Goal of the exercise: Set down exactly, from the records below, the line with "Query: power line" through the line with "written like [419,0].", and nothing else.

== Segment start ==

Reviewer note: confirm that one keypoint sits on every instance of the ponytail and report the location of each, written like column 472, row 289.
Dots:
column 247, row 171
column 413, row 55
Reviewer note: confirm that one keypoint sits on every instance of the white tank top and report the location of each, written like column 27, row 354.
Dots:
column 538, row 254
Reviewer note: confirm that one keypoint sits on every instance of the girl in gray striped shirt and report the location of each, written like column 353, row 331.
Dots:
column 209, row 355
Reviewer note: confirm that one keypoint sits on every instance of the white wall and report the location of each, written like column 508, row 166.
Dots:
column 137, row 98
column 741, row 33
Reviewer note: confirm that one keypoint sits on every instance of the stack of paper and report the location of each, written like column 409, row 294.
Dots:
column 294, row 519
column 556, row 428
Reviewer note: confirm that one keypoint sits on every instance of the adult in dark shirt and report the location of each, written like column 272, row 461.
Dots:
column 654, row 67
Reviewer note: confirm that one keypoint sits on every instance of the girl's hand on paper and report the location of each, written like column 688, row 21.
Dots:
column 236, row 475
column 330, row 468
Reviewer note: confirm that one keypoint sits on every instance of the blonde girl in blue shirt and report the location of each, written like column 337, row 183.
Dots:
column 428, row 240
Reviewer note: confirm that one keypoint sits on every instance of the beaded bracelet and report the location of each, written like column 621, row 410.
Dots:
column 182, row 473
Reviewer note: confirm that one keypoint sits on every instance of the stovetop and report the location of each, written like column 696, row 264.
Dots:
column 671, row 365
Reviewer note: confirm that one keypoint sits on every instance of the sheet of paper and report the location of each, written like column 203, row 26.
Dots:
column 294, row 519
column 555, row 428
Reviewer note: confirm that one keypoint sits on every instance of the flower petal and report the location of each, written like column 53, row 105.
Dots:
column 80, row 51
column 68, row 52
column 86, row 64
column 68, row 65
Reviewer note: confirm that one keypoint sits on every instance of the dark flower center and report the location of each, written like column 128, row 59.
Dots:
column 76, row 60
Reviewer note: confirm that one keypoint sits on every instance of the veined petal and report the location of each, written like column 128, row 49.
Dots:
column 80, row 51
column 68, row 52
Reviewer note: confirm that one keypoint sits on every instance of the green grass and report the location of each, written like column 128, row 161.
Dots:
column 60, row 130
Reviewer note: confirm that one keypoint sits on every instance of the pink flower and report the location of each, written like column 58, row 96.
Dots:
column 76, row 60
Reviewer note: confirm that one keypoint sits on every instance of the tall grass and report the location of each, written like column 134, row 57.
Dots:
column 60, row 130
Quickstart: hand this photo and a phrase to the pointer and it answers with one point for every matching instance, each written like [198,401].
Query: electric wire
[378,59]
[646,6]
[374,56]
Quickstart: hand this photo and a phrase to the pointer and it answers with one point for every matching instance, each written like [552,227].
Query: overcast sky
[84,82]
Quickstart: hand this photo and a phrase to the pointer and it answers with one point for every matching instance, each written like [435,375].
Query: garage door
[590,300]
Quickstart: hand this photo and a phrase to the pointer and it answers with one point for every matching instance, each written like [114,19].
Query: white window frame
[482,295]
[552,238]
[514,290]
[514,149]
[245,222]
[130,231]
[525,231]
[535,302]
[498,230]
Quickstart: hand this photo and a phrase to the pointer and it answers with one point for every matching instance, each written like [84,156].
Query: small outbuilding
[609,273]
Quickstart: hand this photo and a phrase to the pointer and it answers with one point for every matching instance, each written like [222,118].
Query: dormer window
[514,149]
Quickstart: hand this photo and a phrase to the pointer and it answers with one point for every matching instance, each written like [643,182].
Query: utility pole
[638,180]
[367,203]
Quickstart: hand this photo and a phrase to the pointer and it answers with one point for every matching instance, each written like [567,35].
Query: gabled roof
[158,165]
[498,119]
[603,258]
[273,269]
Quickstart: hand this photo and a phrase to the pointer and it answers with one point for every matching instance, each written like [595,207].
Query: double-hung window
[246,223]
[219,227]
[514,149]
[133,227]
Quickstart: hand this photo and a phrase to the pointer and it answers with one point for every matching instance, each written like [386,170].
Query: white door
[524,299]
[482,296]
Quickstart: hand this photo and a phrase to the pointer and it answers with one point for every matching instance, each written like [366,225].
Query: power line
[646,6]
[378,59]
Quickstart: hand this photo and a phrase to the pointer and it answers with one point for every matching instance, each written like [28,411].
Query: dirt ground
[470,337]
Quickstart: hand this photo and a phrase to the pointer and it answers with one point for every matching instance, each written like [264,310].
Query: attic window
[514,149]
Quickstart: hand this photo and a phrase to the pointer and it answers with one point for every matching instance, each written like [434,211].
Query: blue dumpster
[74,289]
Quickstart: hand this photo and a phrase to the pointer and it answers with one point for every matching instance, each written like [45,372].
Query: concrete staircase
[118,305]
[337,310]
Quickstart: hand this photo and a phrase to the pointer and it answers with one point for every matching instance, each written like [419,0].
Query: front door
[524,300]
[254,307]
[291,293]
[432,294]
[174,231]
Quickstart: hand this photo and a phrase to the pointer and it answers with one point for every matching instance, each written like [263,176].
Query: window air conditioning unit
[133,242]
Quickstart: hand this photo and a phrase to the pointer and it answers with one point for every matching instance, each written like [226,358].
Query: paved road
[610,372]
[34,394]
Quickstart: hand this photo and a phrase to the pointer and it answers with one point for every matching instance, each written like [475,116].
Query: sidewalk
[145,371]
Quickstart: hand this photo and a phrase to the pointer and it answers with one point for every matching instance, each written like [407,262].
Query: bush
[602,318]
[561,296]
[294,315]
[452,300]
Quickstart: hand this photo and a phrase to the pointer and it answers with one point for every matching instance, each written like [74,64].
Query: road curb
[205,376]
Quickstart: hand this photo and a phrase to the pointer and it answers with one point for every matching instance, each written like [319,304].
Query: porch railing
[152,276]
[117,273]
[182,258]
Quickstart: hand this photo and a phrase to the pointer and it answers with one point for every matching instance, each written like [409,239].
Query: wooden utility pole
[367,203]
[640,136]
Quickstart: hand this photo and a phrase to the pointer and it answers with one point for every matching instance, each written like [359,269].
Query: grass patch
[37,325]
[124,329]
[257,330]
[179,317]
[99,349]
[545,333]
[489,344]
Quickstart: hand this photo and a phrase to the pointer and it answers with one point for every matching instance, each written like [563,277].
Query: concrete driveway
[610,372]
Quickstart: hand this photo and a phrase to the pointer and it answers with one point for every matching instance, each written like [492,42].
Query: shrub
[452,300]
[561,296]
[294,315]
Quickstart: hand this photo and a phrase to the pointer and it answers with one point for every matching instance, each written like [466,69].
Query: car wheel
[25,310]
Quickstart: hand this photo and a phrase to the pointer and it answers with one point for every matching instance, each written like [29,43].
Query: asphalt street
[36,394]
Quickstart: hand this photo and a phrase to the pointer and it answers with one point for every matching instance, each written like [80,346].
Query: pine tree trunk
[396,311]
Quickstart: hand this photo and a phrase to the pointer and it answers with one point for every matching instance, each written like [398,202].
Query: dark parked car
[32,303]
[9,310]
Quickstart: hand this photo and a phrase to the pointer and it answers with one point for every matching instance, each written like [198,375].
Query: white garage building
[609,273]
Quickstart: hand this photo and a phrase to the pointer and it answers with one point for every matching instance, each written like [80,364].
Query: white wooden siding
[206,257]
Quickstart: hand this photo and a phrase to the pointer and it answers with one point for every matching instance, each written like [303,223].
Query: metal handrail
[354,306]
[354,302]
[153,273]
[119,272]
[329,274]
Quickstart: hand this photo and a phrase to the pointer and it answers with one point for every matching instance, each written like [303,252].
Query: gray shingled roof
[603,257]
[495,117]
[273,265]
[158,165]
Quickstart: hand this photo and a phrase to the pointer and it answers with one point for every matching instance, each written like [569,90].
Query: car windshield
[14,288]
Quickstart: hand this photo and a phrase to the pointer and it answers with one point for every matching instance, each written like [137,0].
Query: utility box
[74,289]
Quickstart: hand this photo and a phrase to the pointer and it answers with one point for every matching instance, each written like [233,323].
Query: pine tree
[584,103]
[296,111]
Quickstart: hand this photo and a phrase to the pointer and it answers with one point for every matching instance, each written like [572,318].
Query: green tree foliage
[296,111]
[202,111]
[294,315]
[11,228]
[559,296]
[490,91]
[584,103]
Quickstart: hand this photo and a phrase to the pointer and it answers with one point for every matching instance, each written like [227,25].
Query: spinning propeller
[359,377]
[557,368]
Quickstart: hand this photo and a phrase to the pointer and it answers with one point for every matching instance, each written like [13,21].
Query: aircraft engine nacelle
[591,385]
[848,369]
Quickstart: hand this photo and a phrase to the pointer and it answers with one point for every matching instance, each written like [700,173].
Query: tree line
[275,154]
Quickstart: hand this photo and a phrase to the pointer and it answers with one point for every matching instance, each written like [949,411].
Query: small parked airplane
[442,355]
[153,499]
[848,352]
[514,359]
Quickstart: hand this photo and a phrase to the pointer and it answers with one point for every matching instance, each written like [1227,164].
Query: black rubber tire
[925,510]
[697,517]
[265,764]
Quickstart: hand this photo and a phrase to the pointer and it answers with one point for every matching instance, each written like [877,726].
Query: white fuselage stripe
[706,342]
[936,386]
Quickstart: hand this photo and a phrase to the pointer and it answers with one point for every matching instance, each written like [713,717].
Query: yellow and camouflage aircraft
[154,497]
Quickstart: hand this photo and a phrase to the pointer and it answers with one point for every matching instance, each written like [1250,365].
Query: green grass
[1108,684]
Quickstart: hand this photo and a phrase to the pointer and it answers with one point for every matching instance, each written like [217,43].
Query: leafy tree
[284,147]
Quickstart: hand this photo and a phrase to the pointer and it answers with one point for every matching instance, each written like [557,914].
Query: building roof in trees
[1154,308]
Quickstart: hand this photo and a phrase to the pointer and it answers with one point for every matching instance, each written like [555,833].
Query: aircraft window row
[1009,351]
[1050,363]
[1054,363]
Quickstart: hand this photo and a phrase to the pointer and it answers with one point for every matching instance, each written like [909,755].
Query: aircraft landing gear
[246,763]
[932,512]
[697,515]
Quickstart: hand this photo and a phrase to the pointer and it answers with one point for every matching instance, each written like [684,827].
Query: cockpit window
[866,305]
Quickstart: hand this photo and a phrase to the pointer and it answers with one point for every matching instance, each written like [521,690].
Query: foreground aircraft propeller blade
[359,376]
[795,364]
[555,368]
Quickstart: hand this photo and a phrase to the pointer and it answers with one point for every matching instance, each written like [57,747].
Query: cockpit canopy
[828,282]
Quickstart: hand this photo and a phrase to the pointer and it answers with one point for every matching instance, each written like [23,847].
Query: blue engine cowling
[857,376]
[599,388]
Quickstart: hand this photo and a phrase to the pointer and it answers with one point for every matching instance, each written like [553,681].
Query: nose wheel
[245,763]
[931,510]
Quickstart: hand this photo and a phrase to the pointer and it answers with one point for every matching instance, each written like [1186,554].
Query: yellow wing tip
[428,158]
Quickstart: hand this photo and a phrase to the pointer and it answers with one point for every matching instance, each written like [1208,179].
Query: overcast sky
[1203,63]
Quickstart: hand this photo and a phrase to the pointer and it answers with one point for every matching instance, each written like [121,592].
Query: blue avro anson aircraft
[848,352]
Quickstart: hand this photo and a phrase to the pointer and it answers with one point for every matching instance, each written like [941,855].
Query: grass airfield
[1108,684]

== Segment end ==

Expected answer:
Query: power line
[646,6]
[378,59]
Quickstart: hand this photo and a phrase to the pointer and it answers with one point for every matching instance, each written like [28,411].
Query: dirt ground
[470,337]
Quickstart: hand this photo and a phrase to the pointer and it answers with one point for every matching instance, each written like [264,310].
Query: attic window
[514,149]
Quickstart: hand this photo and a phrase to the pointer and it answers with one point for every matching instance, each written like [434,211].
Query: blue dumpster
[74,289]
Quickstart: hand this photo and a phrase to the pointer and it answers with one point for every matching instance, each written like [45,372].
Query: concrete staircase
[118,305]
[337,310]
Quickstart: hand this photo and a phrase to the pointer and it answers with one point for every matching instance, each written like [419,0].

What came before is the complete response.